>>>>

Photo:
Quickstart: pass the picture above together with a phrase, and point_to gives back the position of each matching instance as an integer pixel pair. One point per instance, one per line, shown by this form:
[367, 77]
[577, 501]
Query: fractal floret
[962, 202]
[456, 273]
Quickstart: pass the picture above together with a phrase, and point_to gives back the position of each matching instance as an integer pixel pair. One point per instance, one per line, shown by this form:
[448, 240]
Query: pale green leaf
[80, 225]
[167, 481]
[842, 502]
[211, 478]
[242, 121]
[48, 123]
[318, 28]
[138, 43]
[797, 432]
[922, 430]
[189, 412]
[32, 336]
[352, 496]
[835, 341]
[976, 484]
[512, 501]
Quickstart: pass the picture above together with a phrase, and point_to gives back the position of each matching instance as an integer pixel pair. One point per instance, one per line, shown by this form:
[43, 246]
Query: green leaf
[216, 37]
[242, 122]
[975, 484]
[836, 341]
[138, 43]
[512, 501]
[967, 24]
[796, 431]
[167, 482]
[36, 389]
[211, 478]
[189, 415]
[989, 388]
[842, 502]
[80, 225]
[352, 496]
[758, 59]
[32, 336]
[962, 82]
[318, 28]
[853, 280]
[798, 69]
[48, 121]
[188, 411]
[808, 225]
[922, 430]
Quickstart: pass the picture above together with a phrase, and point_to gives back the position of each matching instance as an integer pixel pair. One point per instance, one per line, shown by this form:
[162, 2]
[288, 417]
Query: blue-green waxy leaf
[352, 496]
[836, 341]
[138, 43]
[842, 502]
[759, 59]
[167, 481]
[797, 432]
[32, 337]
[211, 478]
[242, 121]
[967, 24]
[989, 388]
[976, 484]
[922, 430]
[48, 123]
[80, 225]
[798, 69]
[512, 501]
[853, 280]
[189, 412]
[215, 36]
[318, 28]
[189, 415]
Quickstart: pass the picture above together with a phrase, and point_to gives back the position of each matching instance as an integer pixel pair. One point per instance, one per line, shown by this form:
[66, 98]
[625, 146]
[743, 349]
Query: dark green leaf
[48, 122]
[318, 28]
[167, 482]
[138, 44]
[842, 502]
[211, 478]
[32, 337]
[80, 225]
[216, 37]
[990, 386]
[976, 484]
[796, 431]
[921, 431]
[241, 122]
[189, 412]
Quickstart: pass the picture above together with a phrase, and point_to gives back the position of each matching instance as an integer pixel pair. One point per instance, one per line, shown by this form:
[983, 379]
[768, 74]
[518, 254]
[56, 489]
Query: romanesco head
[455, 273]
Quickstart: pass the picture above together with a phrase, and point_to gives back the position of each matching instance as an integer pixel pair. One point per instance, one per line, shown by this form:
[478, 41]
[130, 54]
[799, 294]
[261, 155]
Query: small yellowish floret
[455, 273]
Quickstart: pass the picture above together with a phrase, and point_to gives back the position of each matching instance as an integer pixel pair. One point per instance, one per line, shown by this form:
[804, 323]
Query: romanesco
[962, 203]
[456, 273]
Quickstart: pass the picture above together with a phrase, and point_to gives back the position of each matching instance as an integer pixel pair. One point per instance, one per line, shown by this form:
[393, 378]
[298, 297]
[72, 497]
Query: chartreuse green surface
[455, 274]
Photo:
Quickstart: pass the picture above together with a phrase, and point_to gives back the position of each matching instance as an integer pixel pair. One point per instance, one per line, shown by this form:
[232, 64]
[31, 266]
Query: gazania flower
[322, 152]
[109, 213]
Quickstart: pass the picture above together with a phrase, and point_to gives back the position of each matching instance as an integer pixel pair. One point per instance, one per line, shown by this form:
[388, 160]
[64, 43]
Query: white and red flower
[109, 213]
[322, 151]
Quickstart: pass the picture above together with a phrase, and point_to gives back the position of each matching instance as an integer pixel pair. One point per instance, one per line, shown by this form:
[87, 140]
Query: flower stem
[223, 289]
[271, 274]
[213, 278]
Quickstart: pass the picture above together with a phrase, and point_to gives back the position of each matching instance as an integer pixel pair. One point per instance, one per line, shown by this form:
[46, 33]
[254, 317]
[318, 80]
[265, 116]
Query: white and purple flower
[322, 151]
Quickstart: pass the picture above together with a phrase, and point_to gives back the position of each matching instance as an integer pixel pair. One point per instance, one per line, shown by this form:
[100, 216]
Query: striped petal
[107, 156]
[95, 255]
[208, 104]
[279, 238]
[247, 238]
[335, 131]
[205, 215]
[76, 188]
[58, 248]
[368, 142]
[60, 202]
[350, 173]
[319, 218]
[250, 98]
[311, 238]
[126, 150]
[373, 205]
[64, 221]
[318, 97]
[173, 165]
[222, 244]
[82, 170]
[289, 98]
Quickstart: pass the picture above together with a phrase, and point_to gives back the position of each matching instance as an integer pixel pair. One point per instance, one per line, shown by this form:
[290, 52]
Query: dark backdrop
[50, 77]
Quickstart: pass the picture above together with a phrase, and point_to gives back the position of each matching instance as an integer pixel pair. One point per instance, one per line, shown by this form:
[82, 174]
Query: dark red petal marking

<<<<

- [Exercise brief]:
Write the data out again in full and exactly.

- [Answer below]:
Photo:
Quickstart: pass the picture above together with a phrase, and point_to gives back the position of each matching instance as an integer pixel pair. One point per instance, one per line, shown by this form:
[367, 77]
[577, 501]
Query: fractal floret
[962, 202]
[456, 273]
Quickstart: pass the picture above together with a phrase, and point_to gives back the position of each matching instance as an integer pixel pair. One point per instance, one per line, shown by this form:
[448, 240]
Query: pale green leaf
[80, 225]
[167, 481]
[842, 502]
[211, 478]
[242, 121]
[48, 123]
[318, 28]
[138, 43]
[797, 432]
[922, 430]
[189, 412]
[32, 336]
[352, 496]
[835, 341]
[976, 484]
[512, 501]
Quickstart: pass the picture above together with a phrase, and point_to gives back the position of each matching instance as an integer pixel pair. One point per instance, one per line, shown by this form:
[43, 246]
Query: green leaf
[216, 37]
[242, 122]
[975, 484]
[836, 341]
[138, 43]
[512, 501]
[967, 24]
[796, 431]
[167, 482]
[36, 389]
[211, 478]
[189, 415]
[989, 388]
[842, 502]
[80, 225]
[352, 496]
[758, 59]
[32, 336]
[962, 82]
[318, 28]
[853, 280]
[798, 69]
[48, 121]
[188, 411]
[808, 225]
[922, 430]
Quickstart: pass the picture above together with a phrase, and point_to gives back the position of each matching instance as an integer pixel pair. One point per instance, one per line, shown by this form:
[162, 2]
[288, 417]
Query: blue-green waxy leaf
[352, 496]
[836, 341]
[138, 43]
[842, 502]
[759, 59]
[167, 481]
[797, 432]
[32, 337]
[211, 478]
[242, 121]
[967, 24]
[989, 388]
[976, 484]
[922, 430]
[48, 123]
[80, 225]
[798, 69]
[512, 501]
[853, 280]
[189, 412]
[215, 36]
[318, 28]
[189, 415]
Quickstart: pass the picture above together with a phrase, and point_to gives back the position of each matching instance as an integer pixel pair. One point per instance, one per line, shown by this form:
[66, 98]
[625, 146]
[743, 349]
Query: dark green leaf
[48, 122]
[318, 28]
[167, 482]
[138, 44]
[842, 502]
[211, 478]
[32, 337]
[80, 225]
[216, 37]
[990, 386]
[976, 484]
[796, 431]
[921, 431]
[241, 122]
[189, 412]
Quickstart: pass the picture above together with a phrase, and point_to gives back the position of each matching instance as an integer pixel pair. One point per instance, one per line, shown by this form:
[983, 379]
[768, 74]
[518, 254]
[56, 489]
Query: romanesco head
[455, 273]
Quickstart: pass the picture above together with a phrase, and point_to gives back the position of each matching instance as an integer pixel pair. One point per instance, one per line, shown by this form:
[478, 41]
[130, 54]
[799, 294]
[261, 155]
Query: small yellowish floret
[455, 273]
Quickstart: pass the picture above together with a phrase, and point_to gives back the position of each matching instance as an integer pixel pair. One point per instance, one per line, shown by this form:
[804, 323]
Query: romanesco
[962, 203]
[456, 273]
Quickstart: pass the picture above together with a phrase, and point_to gives back the position of each matching instance as an integer pixel pair. One point per instance, one per line, shown by this form:
[393, 378]
[298, 297]
[72, 497]
Query: chartreuse green surface
[455, 274]
Photo:
Quickstart: pass the picture above together with a phrase, and point_to gives back the position of each matching instance as an integer pixel pair. One point per instance, one per line, shown by this form:
[232, 64]
[31, 266]
Query: gazania flower
[322, 152]
[109, 213]
Quickstart: pass the picture above together with a phrase, and point_to gives back the position of each matching instance as an integer pixel pair. One point per instance, one per line, shown by this form:
[388, 160]
[64, 43]
Query: white and red flower
[109, 213]
[322, 151]
Quickstart: pass the picture above together with a phrase, and point_to gives back the position of each matching instance as an integer pixel pair. One point per instance, one per line, shown by this form:
[87, 140]
Query: flower stem
[223, 289]
[271, 274]
[213, 278]
Quickstart: pass the picture above together with a phrase, and point_to gives back the position of each matching instance as an integer pixel pair. One point per instance, one per line, shown by this form:
[46, 33]
[254, 317]
[318, 80]
[265, 116]
Query: white and purple flower
[322, 151]
Quickstart: pass the picture above together with a phrase, and point_to gives back the position of each matching instance as an integer pixel pair. One point per instance, one per line, shown by this form:
[100, 216]
Query: striped petal
[107, 156]
[95, 255]
[208, 104]
[279, 238]
[247, 238]
[335, 131]
[205, 215]
[76, 188]
[58, 248]
[368, 142]
[60, 202]
[350, 173]
[319, 218]
[250, 98]
[311, 238]
[126, 150]
[373, 205]
[64, 221]
[318, 97]
[173, 165]
[222, 244]
[82, 170]
[289, 98]
Quickstart: pass the picture above together with a phrase, and point_to gives back the position of each matching instance as an integer pixel pair. One point per instance, one per line, shown by this form:
[290, 52]
Query: dark backdrop
[50, 77]
Quickstart: pass the picture above together with a phrase, and point_to gives back the position of each matching instance as an integer pixel pair. One point per instance, one per line, shown by this form:
[82, 174]
Query: dark red petal marking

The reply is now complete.